<<<<
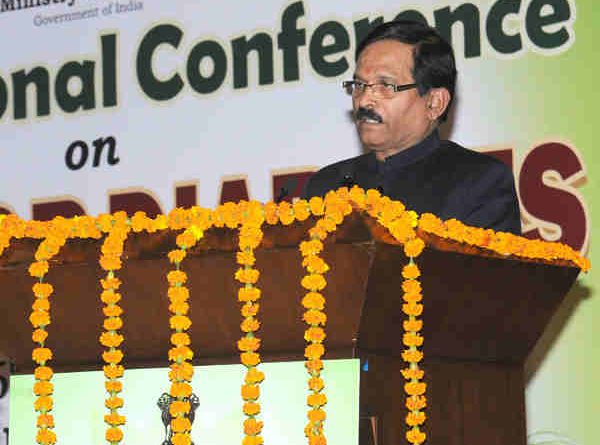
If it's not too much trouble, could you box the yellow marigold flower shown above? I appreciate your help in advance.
[302,255,329,274]
[304,326,325,343]
[302,292,325,310]
[102,304,123,317]
[169,400,191,417]
[240,318,260,332]
[29,261,48,278]
[302,309,327,326]
[100,277,121,290]
[238,287,261,302]
[244,419,263,436]
[33,283,54,298]
[235,268,260,284]
[167,286,190,303]
[169,315,192,331]
[404,238,425,258]
[167,270,187,286]
[241,385,260,400]
[400,368,425,380]
[242,436,264,445]
[102,364,125,379]
[171,417,192,433]
[241,302,260,317]
[35,428,56,445]
[304,359,323,373]
[236,251,256,266]
[240,352,260,367]
[169,346,194,362]
[104,380,123,393]
[402,349,423,363]
[406,428,427,445]
[306,393,327,408]
[167,249,186,264]
[244,368,265,385]
[243,402,260,416]
[104,427,123,443]
[404,382,427,396]
[238,337,260,352]
[100,255,121,271]
[31,329,48,343]
[29,310,50,328]
[33,366,54,380]
[308,408,326,423]
[169,303,190,315]
[33,396,54,412]
[308,377,325,392]
[102,349,123,365]
[100,332,124,348]
[402,303,423,317]
[402,319,423,332]
[171,332,192,346]
[406,396,427,411]
[171,382,192,398]
[31,348,52,364]
[300,274,327,291]
[104,413,125,426]
[36,414,54,428]
[102,317,123,331]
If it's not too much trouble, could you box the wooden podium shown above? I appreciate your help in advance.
[0,214,579,445]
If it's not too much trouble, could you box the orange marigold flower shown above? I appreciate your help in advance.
[35,428,56,445]
[241,385,260,400]
[304,326,325,343]
[244,368,265,384]
[241,302,260,317]
[300,274,327,291]
[243,402,260,416]
[167,249,186,264]
[306,393,327,408]
[240,352,260,367]
[302,309,327,326]
[102,317,123,331]
[171,332,192,346]
[404,238,425,258]
[240,318,260,332]
[404,382,427,396]
[169,315,192,331]
[36,414,54,428]
[31,348,52,364]
[244,419,263,436]
[104,427,123,443]
[33,283,54,298]
[238,287,261,302]
[238,337,260,352]
[104,413,125,426]
[102,349,123,365]
[167,270,187,286]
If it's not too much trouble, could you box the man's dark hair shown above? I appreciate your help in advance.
[356,20,456,122]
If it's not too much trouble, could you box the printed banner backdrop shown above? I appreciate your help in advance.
[0,0,600,444]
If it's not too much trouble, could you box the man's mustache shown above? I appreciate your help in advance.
[354,107,383,123]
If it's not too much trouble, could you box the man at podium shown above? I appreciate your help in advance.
[305,21,521,234]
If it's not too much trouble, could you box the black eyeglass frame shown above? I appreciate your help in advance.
[342,80,418,95]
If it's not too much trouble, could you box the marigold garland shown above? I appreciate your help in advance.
[235,201,273,445]
[99,212,131,445]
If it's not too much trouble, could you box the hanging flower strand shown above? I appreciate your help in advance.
[98,212,130,445]
[167,215,210,445]
[235,201,265,445]
[29,227,68,445]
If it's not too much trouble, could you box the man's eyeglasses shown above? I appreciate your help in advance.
[342,80,417,99]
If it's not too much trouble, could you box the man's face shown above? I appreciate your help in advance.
[352,40,435,159]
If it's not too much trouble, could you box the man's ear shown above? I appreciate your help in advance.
[427,88,450,121]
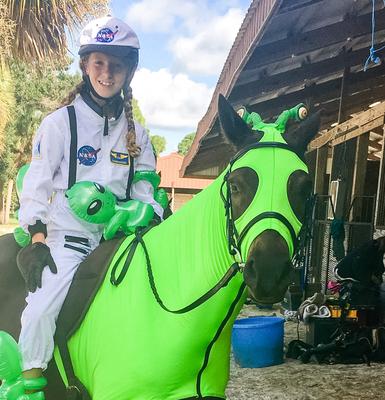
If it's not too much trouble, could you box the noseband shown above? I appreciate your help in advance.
[221,142,302,271]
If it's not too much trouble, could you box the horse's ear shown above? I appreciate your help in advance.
[218,94,262,149]
[283,111,321,155]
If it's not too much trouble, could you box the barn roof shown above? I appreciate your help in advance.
[156,153,212,190]
[181,0,385,176]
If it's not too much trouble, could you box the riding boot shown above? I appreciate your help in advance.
[0,331,47,400]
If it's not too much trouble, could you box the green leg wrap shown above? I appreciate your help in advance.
[0,331,47,400]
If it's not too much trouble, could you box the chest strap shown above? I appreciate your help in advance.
[67,106,78,189]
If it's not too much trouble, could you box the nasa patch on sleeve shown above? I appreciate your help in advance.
[32,138,41,160]
[110,150,130,165]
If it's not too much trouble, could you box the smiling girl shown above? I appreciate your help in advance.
[14,17,163,389]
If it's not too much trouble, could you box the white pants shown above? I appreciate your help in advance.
[19,230,100,371]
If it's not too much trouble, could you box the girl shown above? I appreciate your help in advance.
[18,17,163,388]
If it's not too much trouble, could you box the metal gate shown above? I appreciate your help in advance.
[304,195,375,296]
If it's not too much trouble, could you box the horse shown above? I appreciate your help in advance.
[0,96,320,400]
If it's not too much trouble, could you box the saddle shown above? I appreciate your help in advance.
[55,237,125,400]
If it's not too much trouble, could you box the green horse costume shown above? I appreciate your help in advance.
[0,94,315,400]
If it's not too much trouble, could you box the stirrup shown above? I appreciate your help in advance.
[0,331,47,400]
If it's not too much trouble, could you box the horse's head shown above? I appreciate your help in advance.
>>>>
:: Brief ::
Pick out every line in the items above that contains the string "girl" and copy each one in full. Case counts.

:: Solved problem ::
If it's not too much trouble, could you box the smiling girl shown above? I appreciate your help in advance.
If it's not too much trouble, could you box the girl shown above? I appreciate your help in advance.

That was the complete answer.